Extract provided:
<<<<

SPC AC 171226
Day 1 Convective Outlook
NWS Storm Prediction Center Norman OK
0726 AM CDT Fri Mar 17 2017
Valid 171300Z - 181200Z
...NO SEVERE THUNDERSTORM AREAS FORECAST...
...SUMMARY...
Thunderstorms are possible through tonight from southeastern
Oklahoma to the Ohio Valley and coastal Tidewater area of Virginia
and North Carolina.
...Synopsis...
The upper-air pattern should trend toward overall amplification
through the period as a pronounced shortwave trough -- now evident
in moisture-channel imagery over the Red River Valley region of
southern MB and the eastern Dakotas -- digs southeastward and
strengthens. By 00Z, the axis of this perturbation should be
located from the MN Arrowhead southward across eastern IA. By 12Z,
it should extend from eastern Lake Superior, through a developing
500-mb low over southeastern Lower MI, to north-central/northeastern
KY.
At the surface, the associated low was located near the MN Northwest
Angle at 11Z, with occluded front to central IA, warm front from
there southeastward across middle TN, and cold front over south-
central KS to northeastern NM. By 00Z, the low should be located
over northwestern ON northwest of Thunder Bay, with occluded front
to the southern Lake Michigan area and cold front southwestward from
there across the Ozarks, south-central OK, and the southern South
Plains or northern Permian Basin of west TX. By 12Z, the main low
should evolve beneath the developing mid/upper cyclone over
southeastern MI, with warm front across the Delmarva area and cold
front over southwestern PA, western VA, northern MS, north-central
TX, and the Trans-Pecos area of west TX.

>>>>

Copy out a passage of the convective outlook exactly, beginning at the words "At the surface, the" and stopping after the words "area of west TX.".

Source material:
<<<<

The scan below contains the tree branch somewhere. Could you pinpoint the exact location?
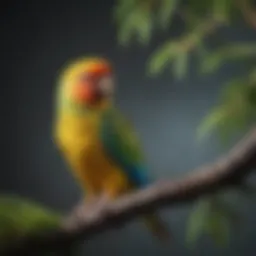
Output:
[1,127,256,255]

>>>>

Output of the task:
At the surface, the associated low was located near the MN Northwest
Angle at 11Z, with occluded front to central IA, warm front from
there southeastward across middle TN, and cold front over south-
central KS to northeastern NM. By 00Z, the low should be located
over northwestern ON northwest of Thunder Bay, with occluded front
to the southern Lake Michigan area and cold front southwestward from
there across the Ozarks, south-central OK, and the southern South
Plains or northern Permian Basin of west TX. By 12Z, the main low
should evolve beneath the developing mid/upper cyclone over
southeastern MI, with warm front across the Delmarva area and cold
front over southwestern PA, western VA, northern MS, north-central
TX, and the Trans-Pecos area of west TX.